__WHAT IS BEING ASKED__.
All of the data that follows should be written out exactly.

(Stored items from a collection)
========================================================================

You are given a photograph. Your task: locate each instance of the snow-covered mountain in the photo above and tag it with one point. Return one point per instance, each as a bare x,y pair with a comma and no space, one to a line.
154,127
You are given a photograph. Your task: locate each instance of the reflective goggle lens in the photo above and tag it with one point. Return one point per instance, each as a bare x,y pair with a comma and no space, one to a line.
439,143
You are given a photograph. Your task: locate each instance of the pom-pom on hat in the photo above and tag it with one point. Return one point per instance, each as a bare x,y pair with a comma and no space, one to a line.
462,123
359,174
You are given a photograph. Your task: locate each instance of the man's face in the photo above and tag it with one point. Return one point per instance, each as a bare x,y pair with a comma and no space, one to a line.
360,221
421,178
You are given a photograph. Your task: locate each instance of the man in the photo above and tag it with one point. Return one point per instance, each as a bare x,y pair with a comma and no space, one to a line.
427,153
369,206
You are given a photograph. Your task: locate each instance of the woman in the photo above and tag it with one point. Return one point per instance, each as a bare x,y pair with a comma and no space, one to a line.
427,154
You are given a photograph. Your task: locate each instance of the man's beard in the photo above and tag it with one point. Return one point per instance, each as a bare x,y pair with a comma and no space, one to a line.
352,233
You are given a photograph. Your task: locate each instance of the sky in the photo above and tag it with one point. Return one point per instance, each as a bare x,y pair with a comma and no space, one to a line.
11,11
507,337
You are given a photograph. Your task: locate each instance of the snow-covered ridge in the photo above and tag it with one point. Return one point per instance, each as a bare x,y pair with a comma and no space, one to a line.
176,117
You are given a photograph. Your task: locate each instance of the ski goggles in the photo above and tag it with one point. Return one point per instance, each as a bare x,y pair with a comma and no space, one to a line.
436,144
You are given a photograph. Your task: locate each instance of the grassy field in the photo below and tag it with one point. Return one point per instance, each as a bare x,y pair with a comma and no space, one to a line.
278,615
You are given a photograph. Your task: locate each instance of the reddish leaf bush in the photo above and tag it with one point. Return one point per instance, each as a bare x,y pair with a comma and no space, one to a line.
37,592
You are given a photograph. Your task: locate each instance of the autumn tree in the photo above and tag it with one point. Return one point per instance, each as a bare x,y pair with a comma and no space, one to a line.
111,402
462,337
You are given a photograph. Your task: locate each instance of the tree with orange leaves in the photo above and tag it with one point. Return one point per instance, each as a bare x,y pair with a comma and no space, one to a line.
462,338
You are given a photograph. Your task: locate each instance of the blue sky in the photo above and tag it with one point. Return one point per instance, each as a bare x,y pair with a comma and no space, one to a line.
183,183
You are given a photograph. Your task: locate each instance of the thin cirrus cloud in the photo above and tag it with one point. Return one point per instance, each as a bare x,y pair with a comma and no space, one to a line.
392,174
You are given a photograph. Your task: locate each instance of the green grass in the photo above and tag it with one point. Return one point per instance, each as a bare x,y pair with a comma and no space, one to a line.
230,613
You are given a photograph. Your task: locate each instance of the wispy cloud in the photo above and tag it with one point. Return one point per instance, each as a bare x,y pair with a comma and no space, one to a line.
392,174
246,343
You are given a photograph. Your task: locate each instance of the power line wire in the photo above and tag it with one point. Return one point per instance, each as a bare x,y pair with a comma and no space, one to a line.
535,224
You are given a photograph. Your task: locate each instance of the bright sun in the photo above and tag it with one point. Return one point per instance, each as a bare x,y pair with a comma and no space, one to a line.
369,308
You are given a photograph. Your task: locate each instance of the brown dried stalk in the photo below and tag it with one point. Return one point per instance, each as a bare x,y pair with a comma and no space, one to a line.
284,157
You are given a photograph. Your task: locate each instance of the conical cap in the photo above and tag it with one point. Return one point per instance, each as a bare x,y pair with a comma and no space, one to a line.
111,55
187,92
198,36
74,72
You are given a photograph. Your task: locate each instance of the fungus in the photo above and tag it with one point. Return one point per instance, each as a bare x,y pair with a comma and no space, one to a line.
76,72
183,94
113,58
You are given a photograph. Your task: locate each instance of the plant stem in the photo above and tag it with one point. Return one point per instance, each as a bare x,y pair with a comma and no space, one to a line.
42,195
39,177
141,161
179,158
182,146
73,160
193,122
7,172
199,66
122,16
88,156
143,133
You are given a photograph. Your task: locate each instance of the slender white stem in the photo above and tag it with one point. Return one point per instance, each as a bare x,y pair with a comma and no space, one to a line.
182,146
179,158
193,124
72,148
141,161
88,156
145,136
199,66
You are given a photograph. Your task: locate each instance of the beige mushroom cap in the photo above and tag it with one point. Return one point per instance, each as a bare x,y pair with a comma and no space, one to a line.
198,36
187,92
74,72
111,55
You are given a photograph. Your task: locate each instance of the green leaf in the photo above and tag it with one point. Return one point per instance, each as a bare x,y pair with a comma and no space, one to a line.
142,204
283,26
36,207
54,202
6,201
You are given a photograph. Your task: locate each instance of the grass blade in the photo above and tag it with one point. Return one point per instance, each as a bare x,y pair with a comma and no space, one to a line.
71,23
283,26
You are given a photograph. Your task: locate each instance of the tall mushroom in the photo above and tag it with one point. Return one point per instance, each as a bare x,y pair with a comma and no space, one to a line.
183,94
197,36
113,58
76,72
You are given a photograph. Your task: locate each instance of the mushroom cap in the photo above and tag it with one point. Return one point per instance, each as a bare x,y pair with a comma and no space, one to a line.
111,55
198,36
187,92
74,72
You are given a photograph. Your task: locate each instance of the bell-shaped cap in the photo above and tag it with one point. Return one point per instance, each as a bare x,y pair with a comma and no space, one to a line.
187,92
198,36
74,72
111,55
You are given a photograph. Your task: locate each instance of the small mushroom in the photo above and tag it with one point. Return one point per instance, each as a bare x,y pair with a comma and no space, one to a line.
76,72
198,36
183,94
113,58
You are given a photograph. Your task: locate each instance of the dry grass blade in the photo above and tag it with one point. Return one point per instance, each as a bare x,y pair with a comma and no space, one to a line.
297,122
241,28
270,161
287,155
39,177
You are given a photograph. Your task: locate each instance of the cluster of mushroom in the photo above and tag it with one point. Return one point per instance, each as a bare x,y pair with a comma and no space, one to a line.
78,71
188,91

========================================================================

__OUTPUT FOR THIS EXERCISE__.
You are given a photograph. Your task: locate each instance of the snow-covered mountain in the photo above and tag it with one point. Return one point per instance, each as a bare x,y pair with a comma and no space, one to a line.
154,127
You are given a photograph. Your task: locate each instance of the reflective goggle lens in the photo above and tag it with one point. Return one point per instance, each as a bare x,y pair with a comma and no space, one to a line.
439,143
You are given a photograph. Your task: locate each instance of the pom-pom on hat in the photo above and tag it with one point. Return one point per instance, each as a bare x,y pair with a comma and no space, one to a line.
462,123
359,174
You are given a photograph. Your task: locate each instance of the man's face in the photo above and tag it with one point. Return one point per instance, each as a bare x,y pair with a comma and no space, one to a line.
360,221
421,178
You are given a photograph. Your task: locate each instance of the man in the photo above and tag it with one point. Return one point per instance, each as a bare x,y pair with a comma and no space, one to a line.
427,153
369,206
You are given a photograph. Your task: locate each instance of the woman in the photo above and tag it with one point. Return one point per instance, each as a bare x,y pair with a comma and no space, one to a line.
427,154
You are given a photograph. Your task: locate each instance of the man's beard in the photo above and tag it with one point. Return one point per instance, each as a bare x,y pair with a comma and no space, one to a line.
352,233
You are given a photograph. Your task: locate each instance of the sky in the photo above and tag it with one point. Return one point per instance, each as a bare x,y pair with a comma and no space, one to a line.
11,11
507,337
You are given a photograph. Your task: locate each instance of the snow-covered ridge in the photo above and tag it with one point. Return one point per instance, each as a bare x,y pair with a comma and no space, one to a line.
176,117
You are given a photograph. Your task: locate each instance of the ski goggles in the photo above and tag it with one point. Return one point per instance, each as a bare x,y pair with a comma and no space, one to a line.
436,144
You are given a photograph. Your task: locate each instance of the grassy field in the photo below and tag it with one point. Return one point per instance, each as a bare x,y pair with a comma and no space, one to a line.
278,615
You are given a photograph. Your task: locate each instance of the reddish leaf bush in the photo above and tag it with one point. Return one point per instance, each as a bare x,y pair with a comma and no space, one to a line.
37,592
You are given a photograph. Your task: locate each instance of the autumn tree in the photo above and tag it with one point. Return one point per instance, each as a bare x,y pair with a comma and no space, one to a line.
111,402
462,337
You are given a photograph. Your task: locate each instance of the tree with orange leaves in the photo above and tag it with one point. Return one point per instance, each as a bare x,y pair with a comma and no space, one to a line.
462,338
You are given a photograph. Your task: locate each instance of the blue sky in the photo above and tag it with one point. Return one point per instance, each as a bare x,y pair with a comma and no space, one to a line.
183,183
You are given a photograph. Your task: locate each instance of the thin cirrus cloud in the photo above and tag it with one point. Return one point per instance, each as a bare x,y pair with a comma and no space, one to a line.
392,174
You are given a photograph. Your task: locate each instance of the green grass in the photo above and tag it with one point. Return one point per instance, each as a bare x,y pair with a comma and no space, one to a line.
230,613
You are given a photograph. Your task: locate each instance of the wispy cloud in the photo above and tag it with one point. Return one point per instance, each as a bare x,y pair with a comma and no space, one to a line.
392,174
246,343
You are given a photograph. Your task: locate each instance of the power line wire in the photo above and tag it with one point. Return one point per instance, each as a bare x,y pair with a comma and no space, one to a line.
535,224
You are given a photograph. Your task: locate each instance of the bright sun in the photo above and tag it with one point. Return one point per instance, each as a bare x,y pair with a comma and no space, one to a line.
369,308
You are given a photograph. Your task: locate each instance of the brown dried stalk in the photo below and tag it with one point. Return one point per instance, each as a bare x,y pair with a comma and no space, one to a line.
284,157
You are given a photograph. Your task: locate each instance of the conical cap in the photo above and tag it with one point. Return one point per instance, each as a bare x,y pair with a comma and no space, one to a line.
111,55
187,92
198,36
74,72
You are given a photograph. Your task: locate each instance of the fungus in the photo above and tag it with one point. Return one point per instance, each as a bare x,y pair with a comma and no space, one to a line.
76,72
183,94
113,58
You are given a photograph. Your task: locate each instance of the plant stem in the photo above and tag it with one point. Return one point per instance, each as a bare x,y pair with a comma and no space, one to a line.
42,195
39,177
141,161
179,158
182,146
73,160
193,122
7,172
199,66
122,16
88,156
143,133
You are given a photograph. Your task: locate each instance of the slender white stem in the photo above and tag it with one point. Return one point per instance, each as a bare x,y pair with a comma and no space, one to a line.
182,146
179,158
193,124
72,148
141,161
88,156
145,136
199,66
You are given a photograph. Your task: locate each instance of the beige mushroom cap in the photo above and tag it with one point. Return one point per instance, each as a bare x,y pair with a comma and no space, one to a line.
198,36
187,92
74,72
111,55
You are given a photograph. Your task: locate each instance of the green leaf in the photo above and tag it with one point. Return one point per instance, each as a bare x,y pair with a comma and no space, one to a line.
142,204
283,26
36,207
54,202
6,201
You are given a photograph. Your task: locate each instance of the grass blade in the photo above and tag it with one point. Return one point per instance, each as a bare x,y pair with a comma and no space, one to a line.
71,23
283,26
You are given a photograph. Your task: locate each instance of the tall mushroom in the photo above and tag it with one point. Return one point per instance, each as a bare x,y pair with a comma and no space, one to a line.
183,94
197,36
113,58
76,72
You are given a photograph. Your task: locate each instance of the mushroom cap in the photo above and tag it with one point. Return one point per instance, each as a bare x,y pair with a comma and no space, one to a line.
111,55
198,36
187,92
74,72
You are given a photograph. Your task: locate each instance of the bell-shaped cap in the photo above and tag it with one point. Return one point per instance, each as a bare x,y pair with a comma and no space, one to a line.
187,92
198,36
74,72
111,55
You are given a photograph. Your task: locate each instance of the small mushroom in the photo above and tag it with one point. Return one point per instance, each as a bare x,y pair with a comma and no space, one to a line.
76,72
198,36
183,94
113,58
You are given a photograph. Your task: locate each instance of the dry grass blade in the photo above and tag it with one point. Return one point per instance, each as a bare x,y pair with a comma and no space, one to a line.
297,122
241,28
270,161
287,155
39,177
You are given a photograph. Your task: locate each instance of the cluster of mushroom in the photo above and tag it with one point. Return one point per instance, each as a bare x,y pair with a comma and no space, one to a line.
78,71
188,91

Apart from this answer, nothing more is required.